Two 11,000-gallon, vertical tanks were installed with a blower for aerating the tanks. An area was also set aside for placing a spare blower for backup in the case of failure of the first blower.
Everything is insulated with stainless steel jackets on all the pipes. “I consider our new system virtually maintenance-free, though I do have to keep an eye on it too,” says Gochakowski.
“The discharge results coming out of the system have been completely acceptable. Everything has been great. Though the new Hydroxyl treatment system was designed to treat 80,000 gallons per day, it actually looks as if it took up less room than the older trickling filter system,” says Gochakowski. “The 11,000-gallon tanks are a little bit higher, but almost everything else is the same. They did a real nice job with the way they designed it.”
- - - - -
CHECK YOUR UNDERSTANDING ▸
a) Translate this sentence from the treatment system passage into Spanish: "Everything is insulated with stainless steel jackets on all the pipes."
b) Write the next few sentences of the treatment system passage, picking up after its final sentence.
- - - - -
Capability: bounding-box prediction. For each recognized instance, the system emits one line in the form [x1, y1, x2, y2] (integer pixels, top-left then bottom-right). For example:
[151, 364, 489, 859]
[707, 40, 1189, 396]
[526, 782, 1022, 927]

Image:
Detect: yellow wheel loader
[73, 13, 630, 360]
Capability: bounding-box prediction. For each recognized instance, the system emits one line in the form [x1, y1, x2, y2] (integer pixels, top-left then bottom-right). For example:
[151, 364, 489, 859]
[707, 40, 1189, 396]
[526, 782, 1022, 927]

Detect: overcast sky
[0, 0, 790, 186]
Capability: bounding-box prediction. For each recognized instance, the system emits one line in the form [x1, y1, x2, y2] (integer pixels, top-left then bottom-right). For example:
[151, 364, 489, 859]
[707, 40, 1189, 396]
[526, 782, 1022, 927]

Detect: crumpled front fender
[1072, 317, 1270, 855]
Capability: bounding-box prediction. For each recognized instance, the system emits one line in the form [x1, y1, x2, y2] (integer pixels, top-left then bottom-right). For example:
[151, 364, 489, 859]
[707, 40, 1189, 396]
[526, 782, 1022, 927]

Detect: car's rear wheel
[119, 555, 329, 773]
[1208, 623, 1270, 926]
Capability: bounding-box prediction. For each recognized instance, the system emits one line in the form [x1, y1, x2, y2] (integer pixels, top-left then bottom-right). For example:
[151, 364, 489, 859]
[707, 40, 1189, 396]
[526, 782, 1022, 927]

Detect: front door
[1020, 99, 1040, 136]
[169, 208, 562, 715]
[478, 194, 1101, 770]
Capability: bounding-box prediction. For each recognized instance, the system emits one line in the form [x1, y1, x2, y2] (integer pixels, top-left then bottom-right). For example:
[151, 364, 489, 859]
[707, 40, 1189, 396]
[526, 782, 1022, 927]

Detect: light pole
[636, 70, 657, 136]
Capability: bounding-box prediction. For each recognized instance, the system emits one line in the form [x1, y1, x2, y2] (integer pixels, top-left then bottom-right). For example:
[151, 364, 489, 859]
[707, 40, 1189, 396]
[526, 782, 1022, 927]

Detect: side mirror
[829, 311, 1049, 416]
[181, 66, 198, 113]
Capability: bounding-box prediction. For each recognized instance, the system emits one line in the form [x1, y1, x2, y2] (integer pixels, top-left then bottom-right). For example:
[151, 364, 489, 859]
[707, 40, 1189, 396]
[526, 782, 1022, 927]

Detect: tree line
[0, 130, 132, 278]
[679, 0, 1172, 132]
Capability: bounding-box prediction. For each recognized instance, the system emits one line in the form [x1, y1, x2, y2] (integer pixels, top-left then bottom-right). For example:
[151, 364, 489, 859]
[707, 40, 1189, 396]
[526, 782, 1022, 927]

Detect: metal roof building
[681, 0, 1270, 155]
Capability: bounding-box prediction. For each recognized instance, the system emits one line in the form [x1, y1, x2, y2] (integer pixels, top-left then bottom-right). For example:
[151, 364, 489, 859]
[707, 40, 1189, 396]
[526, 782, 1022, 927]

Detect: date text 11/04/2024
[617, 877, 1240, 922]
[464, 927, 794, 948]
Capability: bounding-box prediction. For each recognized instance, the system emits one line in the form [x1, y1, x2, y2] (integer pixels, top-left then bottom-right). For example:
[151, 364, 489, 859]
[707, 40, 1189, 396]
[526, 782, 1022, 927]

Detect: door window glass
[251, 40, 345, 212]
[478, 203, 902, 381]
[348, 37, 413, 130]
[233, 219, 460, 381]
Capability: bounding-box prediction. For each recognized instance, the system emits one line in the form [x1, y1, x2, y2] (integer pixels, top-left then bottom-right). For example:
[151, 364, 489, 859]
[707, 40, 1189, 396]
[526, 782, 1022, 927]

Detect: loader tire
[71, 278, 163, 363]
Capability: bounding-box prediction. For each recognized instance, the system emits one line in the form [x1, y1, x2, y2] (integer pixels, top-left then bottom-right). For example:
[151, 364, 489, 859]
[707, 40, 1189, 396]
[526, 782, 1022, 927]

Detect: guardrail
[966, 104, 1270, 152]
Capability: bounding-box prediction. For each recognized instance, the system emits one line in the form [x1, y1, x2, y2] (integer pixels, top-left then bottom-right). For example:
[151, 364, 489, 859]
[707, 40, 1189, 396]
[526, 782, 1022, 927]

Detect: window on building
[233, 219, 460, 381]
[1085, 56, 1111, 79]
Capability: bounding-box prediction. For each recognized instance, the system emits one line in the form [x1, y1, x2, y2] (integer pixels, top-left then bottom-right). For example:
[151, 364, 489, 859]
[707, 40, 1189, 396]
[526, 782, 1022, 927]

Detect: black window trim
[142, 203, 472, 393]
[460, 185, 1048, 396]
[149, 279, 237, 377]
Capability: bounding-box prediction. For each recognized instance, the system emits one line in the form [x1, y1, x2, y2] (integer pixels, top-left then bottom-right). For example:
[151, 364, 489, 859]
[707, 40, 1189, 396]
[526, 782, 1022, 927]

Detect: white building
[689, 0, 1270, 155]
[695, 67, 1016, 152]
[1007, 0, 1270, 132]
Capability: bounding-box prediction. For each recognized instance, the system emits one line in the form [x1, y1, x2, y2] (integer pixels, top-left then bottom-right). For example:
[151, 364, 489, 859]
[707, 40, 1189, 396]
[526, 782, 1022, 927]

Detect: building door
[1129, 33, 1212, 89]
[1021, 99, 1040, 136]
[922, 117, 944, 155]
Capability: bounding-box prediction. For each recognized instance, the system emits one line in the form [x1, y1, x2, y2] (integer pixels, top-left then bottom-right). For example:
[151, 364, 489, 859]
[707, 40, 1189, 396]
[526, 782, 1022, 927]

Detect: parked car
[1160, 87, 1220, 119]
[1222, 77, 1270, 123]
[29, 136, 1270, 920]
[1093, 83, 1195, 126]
- - - - -
ANSWERS TO THE PROBLEMS ▸
a) Todo está aislado con camisas de acero inoxidable en todas las tuberías.

b)
What Gochakowski likes about the new system is that the media is now completely aerated. “The media is moving around in the water, making things more aerobic instead of anaerobic,” says Gochakowski. “The bacteria grow on little structures in the media that look like macaroni ... [that are] just moving around in the water, actually eating the BOD. When the bacteria dies, the movement or agitation in that tank will cause it to fall off, and eventually the bacteria will come out with the water because the water is constantly recirculating. It will be picked up by our DAF [dissolved air-floatation] system. Since the new Hydroxyl system has been installed we haven’t had any complaints about odor.”
Gochakowski has been especially impressed with Hydroxyl Systems tech support. If he had any questions or problems with anything, the support team was always there for him. “I was dealing with people in Western Canada, and whenever I had some questions on things, they actually sent a technician down from Canada,” says Gochakowski.
“They would spend three days with me sometimes, and they are great people," he says. "I never had to wait for their callbacks, and we would actually have conference calls with other engineers trying to deal with my questions. They were very supportive and polite.”
Staying on Schedule
Ocean Cuisine held regular meetings with the contractor involved in assembling the system, Applied Water Management Inc. of Fall River, MA, hired by Hydroxyl Systems to be certain the setup proceeded smoothly during the rather narrow window of opportunity.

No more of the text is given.